* Exercise instructions *
How many lines in the rows below contain the string "negative"? Reply with the number only.

[Segmentation mask data]
◆ ◆ ◆ ◆ ◆
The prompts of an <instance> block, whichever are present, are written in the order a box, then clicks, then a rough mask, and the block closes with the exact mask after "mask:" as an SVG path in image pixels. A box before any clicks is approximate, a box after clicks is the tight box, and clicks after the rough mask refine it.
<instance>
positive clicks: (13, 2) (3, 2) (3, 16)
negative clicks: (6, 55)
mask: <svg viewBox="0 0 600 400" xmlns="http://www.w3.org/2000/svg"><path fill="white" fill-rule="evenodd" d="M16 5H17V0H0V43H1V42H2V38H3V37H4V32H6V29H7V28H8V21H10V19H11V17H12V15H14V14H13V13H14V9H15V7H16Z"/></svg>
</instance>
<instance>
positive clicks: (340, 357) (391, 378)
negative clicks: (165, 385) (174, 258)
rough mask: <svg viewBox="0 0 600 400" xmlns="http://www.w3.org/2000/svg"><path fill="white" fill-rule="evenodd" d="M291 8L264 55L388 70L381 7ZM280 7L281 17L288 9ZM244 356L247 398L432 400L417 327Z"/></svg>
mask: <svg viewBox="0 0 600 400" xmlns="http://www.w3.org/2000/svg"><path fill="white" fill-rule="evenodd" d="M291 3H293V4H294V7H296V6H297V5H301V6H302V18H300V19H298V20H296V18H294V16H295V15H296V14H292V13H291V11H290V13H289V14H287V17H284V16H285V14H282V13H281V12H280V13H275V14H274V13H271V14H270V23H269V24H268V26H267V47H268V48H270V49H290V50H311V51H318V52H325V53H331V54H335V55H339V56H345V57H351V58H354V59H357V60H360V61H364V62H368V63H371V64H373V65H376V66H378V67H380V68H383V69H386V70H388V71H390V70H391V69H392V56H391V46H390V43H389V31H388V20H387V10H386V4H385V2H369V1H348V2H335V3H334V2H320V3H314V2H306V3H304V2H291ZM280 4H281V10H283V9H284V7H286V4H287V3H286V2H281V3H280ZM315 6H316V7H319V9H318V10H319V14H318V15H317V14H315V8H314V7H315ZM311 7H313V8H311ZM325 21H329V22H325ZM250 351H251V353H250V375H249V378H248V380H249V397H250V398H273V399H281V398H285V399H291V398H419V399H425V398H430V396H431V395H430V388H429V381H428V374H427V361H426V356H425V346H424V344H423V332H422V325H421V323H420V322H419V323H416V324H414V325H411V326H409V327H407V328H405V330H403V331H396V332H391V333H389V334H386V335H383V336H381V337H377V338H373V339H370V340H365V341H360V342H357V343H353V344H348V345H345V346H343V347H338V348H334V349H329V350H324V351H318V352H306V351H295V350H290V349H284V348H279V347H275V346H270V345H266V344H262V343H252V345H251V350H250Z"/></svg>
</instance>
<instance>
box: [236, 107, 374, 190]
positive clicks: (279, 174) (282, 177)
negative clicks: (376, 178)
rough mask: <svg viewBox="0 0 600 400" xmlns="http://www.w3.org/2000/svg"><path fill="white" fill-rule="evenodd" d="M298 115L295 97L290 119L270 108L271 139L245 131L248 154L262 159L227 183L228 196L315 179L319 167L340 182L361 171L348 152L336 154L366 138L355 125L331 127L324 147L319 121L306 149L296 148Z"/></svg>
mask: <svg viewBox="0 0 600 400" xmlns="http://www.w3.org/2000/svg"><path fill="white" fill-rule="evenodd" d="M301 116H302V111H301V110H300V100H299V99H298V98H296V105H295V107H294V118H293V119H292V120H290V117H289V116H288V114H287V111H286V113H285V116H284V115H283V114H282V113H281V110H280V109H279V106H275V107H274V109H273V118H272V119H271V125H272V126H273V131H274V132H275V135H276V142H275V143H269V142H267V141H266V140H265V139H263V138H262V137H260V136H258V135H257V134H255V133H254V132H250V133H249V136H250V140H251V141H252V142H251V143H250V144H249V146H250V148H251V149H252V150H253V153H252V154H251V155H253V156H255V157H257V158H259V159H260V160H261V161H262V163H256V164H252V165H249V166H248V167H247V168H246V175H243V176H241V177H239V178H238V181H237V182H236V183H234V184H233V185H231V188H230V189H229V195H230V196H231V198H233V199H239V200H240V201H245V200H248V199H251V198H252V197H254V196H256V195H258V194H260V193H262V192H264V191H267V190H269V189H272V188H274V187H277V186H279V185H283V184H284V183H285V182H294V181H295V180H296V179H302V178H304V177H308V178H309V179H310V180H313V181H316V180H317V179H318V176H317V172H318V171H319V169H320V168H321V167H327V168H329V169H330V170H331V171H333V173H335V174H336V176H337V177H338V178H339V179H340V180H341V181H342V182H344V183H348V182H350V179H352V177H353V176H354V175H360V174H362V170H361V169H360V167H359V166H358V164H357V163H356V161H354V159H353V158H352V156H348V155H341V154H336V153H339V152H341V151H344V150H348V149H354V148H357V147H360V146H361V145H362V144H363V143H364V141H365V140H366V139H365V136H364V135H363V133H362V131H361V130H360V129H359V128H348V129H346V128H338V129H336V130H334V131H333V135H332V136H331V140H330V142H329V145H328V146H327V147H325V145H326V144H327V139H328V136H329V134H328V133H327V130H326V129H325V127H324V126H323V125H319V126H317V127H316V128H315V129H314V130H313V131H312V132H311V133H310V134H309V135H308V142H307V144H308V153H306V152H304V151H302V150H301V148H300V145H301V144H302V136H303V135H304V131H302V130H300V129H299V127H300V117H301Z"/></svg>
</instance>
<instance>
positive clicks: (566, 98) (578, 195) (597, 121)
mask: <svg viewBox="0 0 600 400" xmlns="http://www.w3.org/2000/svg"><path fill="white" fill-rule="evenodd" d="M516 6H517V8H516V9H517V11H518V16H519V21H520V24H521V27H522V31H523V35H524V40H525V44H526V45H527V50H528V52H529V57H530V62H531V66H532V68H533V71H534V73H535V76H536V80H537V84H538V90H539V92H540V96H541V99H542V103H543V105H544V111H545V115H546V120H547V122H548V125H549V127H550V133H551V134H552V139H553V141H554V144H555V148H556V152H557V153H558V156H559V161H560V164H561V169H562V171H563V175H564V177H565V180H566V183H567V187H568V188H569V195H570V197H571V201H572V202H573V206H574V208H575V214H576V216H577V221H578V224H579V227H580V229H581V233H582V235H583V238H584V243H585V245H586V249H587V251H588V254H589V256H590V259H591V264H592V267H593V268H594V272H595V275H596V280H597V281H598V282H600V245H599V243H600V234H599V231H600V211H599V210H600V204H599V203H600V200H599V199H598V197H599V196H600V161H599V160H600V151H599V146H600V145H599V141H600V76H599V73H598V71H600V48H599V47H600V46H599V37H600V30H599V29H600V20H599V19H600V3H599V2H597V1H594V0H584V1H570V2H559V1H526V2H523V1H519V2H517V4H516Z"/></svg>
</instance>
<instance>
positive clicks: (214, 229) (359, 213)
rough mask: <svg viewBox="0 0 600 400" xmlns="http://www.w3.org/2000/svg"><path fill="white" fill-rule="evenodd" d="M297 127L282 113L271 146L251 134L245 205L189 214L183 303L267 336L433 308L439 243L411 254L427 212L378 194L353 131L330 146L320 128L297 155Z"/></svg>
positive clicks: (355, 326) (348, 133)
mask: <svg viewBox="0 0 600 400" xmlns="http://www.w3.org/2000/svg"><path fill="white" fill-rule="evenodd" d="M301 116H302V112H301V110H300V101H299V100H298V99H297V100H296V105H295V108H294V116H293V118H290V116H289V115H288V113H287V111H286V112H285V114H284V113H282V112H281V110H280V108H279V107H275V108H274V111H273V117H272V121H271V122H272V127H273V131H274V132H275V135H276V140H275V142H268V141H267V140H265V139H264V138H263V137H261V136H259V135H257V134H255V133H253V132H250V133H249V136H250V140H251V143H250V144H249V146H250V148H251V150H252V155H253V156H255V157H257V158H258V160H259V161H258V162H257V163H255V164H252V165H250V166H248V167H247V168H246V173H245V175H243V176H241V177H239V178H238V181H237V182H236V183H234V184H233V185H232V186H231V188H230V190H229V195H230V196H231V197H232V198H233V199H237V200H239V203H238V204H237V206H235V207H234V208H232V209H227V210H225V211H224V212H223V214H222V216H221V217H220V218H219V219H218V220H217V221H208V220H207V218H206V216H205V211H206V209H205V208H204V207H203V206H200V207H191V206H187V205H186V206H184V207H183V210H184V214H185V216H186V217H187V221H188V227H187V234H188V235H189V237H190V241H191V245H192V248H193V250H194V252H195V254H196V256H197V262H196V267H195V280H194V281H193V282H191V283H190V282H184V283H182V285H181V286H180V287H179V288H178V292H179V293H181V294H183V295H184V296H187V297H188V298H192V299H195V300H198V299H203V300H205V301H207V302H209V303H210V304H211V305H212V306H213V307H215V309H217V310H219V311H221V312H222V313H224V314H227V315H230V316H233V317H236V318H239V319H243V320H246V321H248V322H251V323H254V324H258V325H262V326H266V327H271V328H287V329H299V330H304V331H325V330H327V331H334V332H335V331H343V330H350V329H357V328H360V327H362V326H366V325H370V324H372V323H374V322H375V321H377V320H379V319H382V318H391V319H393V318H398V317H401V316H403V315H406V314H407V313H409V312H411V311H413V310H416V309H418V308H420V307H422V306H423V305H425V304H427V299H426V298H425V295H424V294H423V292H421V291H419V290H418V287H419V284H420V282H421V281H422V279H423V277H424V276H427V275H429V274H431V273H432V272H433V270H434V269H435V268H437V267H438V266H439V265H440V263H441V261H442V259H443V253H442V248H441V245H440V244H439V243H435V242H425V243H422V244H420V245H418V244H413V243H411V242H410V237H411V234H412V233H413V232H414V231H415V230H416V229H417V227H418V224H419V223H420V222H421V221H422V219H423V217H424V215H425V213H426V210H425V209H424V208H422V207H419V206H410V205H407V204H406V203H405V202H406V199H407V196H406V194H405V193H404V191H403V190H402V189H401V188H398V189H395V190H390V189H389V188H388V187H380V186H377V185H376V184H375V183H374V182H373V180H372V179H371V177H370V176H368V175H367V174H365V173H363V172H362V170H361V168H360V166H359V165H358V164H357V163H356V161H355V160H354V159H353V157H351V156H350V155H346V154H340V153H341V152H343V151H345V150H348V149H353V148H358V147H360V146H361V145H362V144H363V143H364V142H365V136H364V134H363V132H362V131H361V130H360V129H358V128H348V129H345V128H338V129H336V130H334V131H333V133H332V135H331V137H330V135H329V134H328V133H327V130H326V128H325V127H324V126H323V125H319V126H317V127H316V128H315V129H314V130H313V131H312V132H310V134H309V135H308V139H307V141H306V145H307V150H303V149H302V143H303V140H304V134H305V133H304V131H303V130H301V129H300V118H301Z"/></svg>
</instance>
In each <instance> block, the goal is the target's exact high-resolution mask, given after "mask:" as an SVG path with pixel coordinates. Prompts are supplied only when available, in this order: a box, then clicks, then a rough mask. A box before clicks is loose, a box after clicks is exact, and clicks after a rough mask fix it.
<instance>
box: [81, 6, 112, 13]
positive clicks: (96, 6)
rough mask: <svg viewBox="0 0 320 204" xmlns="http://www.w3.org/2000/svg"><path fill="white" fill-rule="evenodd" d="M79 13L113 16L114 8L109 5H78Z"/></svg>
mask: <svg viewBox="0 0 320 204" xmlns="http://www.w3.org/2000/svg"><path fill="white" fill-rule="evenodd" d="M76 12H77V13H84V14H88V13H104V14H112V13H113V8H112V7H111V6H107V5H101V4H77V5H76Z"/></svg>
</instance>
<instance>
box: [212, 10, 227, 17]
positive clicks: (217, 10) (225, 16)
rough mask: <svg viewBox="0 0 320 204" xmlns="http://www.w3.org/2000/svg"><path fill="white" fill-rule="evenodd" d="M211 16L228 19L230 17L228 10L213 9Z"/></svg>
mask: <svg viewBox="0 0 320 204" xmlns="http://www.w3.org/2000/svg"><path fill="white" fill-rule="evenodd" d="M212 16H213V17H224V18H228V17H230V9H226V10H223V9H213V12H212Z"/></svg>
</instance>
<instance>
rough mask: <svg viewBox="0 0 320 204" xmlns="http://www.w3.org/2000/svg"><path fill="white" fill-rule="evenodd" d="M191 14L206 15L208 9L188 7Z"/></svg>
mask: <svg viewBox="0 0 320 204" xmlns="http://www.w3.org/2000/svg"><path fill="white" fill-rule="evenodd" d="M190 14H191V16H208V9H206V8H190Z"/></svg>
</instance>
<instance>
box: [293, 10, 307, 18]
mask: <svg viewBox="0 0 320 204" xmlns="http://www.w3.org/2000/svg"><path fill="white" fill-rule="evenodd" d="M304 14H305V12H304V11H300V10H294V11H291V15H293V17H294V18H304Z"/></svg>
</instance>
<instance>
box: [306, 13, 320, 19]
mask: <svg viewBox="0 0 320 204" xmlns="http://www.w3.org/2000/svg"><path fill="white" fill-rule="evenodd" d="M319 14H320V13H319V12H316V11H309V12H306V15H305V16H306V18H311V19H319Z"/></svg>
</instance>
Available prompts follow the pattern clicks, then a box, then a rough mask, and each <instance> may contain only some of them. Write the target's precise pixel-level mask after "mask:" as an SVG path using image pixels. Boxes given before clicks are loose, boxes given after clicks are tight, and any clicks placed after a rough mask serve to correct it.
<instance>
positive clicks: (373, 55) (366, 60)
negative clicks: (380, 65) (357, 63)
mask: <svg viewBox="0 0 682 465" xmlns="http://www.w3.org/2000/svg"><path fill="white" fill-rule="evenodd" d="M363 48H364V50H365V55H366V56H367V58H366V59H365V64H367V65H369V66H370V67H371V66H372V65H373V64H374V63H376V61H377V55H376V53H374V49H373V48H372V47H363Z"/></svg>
◆ ◆ ◆ ◆ ◆
* Response box *
4